== Source passage
1. Introduction

With the advent of wave-front shaping in extremely turbid media allowing the control of diffusely scattered light [1] either in transmission [2, 3, 4, 5, 6, 7, 8, 9] or in reflection [10, 11, 12], imaging behind or inside turbid media has found renewed interest [13, 14, 15, 16, 17, 18, 19]. There have been several methods proposed, which all rely on the memory effect of multiply scattered light in order to scan the diffuse light behind a layer of turbid material [20, 21, 22]. Initial proposals have created a focus behind the turbid layer, either using direct optical access and wave-front shaping [2] or phase conjugation using second harmonic particles [23], which was then scanned for obtaining an image [14, 16]. Both of these methods are however invasive in that they need either some form of optical access for the wave-front optimization or the preparation of second harmonic particles in the sample. Subsequently, the determination of the transmission matrix [24] has been used to transport images through turbid layers [13], however also here optical access needed to be present. This has been extended recently to focus on structures without direct access by the determination of the singluar values of the transmission matrix, which gives access to the diminishingly brighter structures hidden behind the turbid layer [25]. Finally, a computational method based on the memory effect was presented recently, where the wave-front is not adjusted, but the speckle pattern is scanned across a fluorescent structure and the inverse problem is solved to obtain the structure behind the turbid medium [18]. The solution is however not necessarily unique and additional assumptions on the image need to be made in order to find an image.
====
== Records supplied
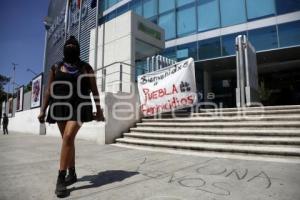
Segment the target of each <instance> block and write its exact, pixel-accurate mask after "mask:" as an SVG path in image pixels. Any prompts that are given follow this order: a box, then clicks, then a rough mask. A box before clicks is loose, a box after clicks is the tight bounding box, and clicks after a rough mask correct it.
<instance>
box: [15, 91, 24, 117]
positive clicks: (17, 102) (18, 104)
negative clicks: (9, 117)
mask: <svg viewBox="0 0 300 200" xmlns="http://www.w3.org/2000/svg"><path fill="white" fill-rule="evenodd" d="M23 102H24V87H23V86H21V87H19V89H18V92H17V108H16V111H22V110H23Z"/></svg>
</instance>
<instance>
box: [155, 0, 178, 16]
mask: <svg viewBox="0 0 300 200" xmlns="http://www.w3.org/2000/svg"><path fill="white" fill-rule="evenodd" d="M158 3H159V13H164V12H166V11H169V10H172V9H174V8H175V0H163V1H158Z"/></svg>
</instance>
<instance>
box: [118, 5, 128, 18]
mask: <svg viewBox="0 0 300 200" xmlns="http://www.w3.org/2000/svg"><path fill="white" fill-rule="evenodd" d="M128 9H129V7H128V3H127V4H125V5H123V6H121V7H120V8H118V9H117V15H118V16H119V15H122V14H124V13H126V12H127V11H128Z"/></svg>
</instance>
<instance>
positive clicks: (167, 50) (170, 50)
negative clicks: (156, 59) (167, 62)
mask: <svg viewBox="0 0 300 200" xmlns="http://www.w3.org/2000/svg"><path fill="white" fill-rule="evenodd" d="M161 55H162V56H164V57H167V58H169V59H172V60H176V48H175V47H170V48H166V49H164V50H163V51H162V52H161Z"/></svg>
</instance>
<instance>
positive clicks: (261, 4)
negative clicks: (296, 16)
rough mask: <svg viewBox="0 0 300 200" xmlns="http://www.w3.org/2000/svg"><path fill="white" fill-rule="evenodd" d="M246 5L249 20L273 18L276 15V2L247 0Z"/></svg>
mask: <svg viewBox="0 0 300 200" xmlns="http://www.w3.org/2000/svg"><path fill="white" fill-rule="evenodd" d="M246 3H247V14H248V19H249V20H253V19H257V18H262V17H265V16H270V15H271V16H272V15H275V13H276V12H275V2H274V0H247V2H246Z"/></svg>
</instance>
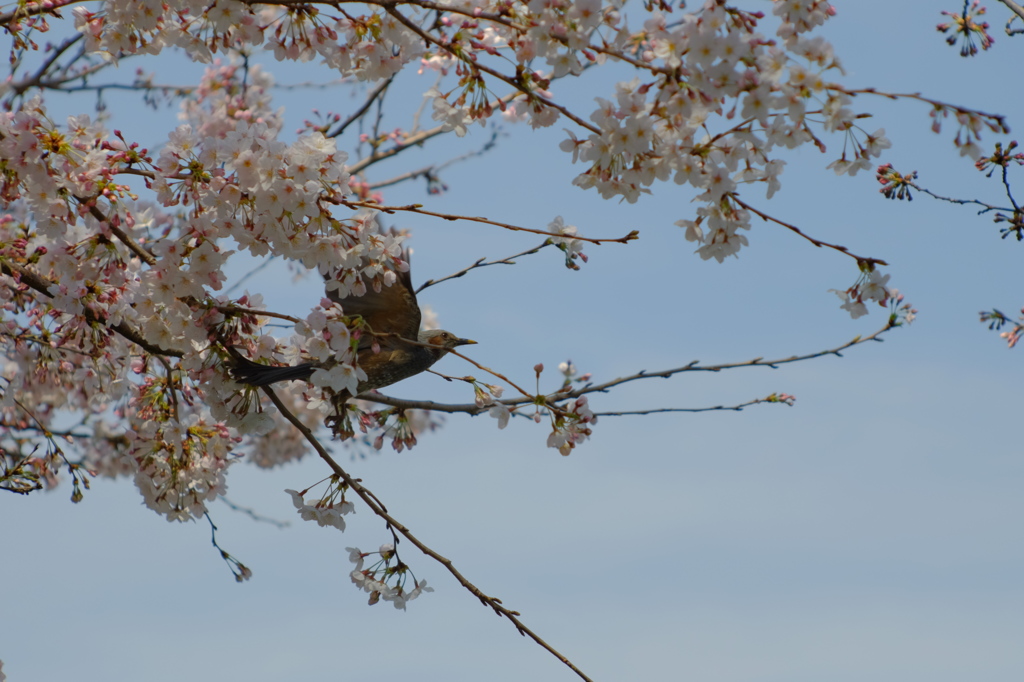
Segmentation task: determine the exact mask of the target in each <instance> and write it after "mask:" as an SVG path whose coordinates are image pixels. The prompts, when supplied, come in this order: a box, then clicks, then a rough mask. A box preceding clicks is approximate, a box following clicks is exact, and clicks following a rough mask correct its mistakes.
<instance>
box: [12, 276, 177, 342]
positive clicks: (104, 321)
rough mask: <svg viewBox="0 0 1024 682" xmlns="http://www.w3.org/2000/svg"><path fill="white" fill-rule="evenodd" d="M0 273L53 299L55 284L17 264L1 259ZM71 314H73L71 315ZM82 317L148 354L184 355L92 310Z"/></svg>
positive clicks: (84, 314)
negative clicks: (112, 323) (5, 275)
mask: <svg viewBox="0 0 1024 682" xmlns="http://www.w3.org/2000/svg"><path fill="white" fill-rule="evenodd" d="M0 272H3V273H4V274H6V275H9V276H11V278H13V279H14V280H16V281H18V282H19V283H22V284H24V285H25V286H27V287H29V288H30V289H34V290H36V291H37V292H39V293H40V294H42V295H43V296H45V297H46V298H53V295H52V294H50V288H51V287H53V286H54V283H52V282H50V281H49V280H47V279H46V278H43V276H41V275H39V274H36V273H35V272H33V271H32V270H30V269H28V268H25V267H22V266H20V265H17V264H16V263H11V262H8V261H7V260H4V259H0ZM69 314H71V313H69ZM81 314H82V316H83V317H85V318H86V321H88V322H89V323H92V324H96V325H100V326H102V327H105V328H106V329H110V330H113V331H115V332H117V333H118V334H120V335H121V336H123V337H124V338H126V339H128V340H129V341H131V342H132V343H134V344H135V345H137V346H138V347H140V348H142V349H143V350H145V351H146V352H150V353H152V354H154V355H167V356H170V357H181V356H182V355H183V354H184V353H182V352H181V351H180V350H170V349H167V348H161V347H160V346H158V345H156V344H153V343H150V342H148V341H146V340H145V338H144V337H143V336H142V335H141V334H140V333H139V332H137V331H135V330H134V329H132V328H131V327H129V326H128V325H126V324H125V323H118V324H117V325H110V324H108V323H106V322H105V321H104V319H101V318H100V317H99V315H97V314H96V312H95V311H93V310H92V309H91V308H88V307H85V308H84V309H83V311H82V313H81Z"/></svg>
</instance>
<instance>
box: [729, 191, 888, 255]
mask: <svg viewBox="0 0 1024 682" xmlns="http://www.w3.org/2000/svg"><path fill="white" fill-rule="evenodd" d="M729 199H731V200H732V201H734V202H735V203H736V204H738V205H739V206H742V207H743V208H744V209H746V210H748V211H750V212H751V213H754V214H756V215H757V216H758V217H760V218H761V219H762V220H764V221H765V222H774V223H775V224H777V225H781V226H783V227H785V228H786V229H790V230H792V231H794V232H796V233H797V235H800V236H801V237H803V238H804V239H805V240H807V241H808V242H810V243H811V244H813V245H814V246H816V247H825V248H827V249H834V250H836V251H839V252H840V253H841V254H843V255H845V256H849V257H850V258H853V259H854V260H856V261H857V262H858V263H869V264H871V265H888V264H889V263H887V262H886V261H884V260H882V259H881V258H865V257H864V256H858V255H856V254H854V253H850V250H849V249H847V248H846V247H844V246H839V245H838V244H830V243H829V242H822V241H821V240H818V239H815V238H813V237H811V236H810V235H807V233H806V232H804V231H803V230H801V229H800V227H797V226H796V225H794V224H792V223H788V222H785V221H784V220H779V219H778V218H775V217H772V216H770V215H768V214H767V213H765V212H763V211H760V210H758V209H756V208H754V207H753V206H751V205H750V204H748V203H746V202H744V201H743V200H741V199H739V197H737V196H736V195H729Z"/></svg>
====
== Records supplied
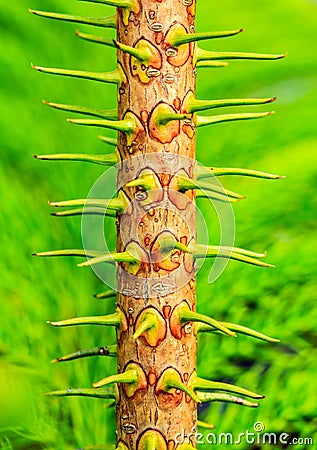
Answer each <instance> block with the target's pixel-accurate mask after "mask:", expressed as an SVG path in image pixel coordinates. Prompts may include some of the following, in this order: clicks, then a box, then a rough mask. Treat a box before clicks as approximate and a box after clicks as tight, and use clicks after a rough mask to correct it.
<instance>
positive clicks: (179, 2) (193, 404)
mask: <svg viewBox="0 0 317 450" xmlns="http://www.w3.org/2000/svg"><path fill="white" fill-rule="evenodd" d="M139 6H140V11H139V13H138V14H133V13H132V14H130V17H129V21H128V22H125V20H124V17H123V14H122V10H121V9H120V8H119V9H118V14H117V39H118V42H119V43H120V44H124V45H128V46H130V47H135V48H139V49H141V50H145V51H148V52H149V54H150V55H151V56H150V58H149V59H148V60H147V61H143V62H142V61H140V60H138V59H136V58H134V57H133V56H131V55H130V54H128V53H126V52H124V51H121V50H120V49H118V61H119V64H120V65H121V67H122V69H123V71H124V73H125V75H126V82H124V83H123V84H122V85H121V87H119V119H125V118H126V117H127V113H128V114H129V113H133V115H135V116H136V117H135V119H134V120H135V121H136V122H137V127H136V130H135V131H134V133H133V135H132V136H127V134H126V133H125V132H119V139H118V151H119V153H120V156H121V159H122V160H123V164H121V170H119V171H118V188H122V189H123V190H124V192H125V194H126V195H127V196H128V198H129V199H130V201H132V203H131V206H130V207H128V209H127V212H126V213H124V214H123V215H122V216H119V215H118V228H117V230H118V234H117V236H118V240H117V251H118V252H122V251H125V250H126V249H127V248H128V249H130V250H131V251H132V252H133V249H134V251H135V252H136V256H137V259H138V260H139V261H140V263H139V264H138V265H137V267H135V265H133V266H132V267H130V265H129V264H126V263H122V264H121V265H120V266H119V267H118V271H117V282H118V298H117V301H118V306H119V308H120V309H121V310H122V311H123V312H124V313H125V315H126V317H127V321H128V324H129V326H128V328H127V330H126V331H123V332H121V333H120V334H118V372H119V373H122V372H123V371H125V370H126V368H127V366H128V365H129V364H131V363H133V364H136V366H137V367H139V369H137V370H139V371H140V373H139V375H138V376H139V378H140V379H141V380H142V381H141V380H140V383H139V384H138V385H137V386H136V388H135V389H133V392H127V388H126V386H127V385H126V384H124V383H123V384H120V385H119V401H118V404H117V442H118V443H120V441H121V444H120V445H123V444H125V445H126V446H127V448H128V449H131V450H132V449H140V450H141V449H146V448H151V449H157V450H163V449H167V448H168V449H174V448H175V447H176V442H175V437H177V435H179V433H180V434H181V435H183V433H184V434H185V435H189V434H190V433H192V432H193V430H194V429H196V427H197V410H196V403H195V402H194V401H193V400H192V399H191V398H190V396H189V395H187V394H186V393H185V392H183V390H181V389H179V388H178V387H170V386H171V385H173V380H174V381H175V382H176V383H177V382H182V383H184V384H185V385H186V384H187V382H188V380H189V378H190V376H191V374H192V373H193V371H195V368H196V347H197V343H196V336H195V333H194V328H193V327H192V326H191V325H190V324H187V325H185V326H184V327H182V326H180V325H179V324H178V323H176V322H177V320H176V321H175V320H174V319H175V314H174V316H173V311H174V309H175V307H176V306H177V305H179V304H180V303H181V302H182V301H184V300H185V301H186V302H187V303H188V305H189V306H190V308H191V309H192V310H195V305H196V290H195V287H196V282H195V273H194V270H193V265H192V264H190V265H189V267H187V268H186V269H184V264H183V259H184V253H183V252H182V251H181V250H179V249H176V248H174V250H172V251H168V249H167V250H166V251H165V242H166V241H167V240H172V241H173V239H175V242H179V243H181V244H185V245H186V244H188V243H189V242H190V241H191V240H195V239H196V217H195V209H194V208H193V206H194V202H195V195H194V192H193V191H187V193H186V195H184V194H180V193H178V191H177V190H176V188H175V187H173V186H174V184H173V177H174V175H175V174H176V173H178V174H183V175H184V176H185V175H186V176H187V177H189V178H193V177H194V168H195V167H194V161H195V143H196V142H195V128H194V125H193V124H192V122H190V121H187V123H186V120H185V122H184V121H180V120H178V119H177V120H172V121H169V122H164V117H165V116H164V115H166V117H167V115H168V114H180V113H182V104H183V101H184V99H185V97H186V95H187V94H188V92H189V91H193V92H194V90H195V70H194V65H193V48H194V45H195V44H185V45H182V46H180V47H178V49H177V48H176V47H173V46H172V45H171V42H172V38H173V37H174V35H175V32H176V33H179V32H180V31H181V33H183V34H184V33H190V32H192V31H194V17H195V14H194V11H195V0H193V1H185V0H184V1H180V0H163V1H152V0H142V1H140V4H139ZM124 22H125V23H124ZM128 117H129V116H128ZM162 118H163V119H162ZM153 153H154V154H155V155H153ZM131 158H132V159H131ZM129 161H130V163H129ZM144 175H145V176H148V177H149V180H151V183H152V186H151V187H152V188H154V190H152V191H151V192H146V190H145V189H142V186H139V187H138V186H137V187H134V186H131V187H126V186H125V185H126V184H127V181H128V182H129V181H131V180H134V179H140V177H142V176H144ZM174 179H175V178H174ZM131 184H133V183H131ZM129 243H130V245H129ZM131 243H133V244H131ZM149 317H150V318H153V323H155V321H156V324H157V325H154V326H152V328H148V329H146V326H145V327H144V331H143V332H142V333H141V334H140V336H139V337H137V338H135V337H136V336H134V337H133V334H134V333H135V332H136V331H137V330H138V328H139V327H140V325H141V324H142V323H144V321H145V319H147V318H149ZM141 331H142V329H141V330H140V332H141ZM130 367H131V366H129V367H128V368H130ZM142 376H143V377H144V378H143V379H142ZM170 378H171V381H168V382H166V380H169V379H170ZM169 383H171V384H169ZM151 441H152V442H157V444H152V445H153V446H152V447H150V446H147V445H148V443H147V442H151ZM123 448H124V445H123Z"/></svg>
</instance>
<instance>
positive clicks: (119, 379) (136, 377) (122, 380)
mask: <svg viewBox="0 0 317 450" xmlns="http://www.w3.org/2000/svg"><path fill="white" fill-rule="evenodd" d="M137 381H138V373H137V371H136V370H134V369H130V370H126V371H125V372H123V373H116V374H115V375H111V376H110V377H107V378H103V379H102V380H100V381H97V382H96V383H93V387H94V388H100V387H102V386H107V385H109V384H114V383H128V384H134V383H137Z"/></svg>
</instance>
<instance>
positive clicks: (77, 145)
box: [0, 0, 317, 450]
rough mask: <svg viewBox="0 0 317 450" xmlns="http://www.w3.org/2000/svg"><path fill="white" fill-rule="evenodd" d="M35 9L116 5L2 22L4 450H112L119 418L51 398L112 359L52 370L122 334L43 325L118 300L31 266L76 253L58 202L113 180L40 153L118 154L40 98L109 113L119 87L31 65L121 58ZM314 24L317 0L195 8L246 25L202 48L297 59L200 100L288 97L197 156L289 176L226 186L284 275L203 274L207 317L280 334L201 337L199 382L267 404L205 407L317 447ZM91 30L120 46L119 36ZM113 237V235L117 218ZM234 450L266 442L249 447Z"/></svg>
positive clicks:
====
== Records supplied
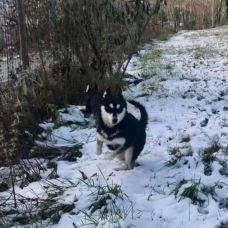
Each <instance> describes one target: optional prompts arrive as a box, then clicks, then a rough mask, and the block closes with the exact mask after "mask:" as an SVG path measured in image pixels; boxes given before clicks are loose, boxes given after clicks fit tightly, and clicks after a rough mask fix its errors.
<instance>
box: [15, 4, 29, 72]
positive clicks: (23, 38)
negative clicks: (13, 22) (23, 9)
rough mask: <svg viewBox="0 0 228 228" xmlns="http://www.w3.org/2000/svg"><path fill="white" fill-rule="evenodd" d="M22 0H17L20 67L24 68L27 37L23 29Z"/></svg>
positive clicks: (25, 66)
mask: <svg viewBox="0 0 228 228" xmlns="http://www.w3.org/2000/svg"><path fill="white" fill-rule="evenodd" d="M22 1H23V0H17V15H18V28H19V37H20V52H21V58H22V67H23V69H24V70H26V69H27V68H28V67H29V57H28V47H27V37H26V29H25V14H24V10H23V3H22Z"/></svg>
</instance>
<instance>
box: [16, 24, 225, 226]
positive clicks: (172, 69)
====
Translate into French this sentence from the introduction on imaging through turbid media: "Both of these methods are however invasive in that they need either some form of optical access for the wave-front optimization or the preparation of second harmonic particles in the sample."

→ Output below: Ces deux méthodes sont toutefois invasives, en ce qu'elles nécessitent soit une forme d'accès optique pour l'optimisation du front d'onde, soit la préparation de particules de seconde harmonique dans l'échantillon.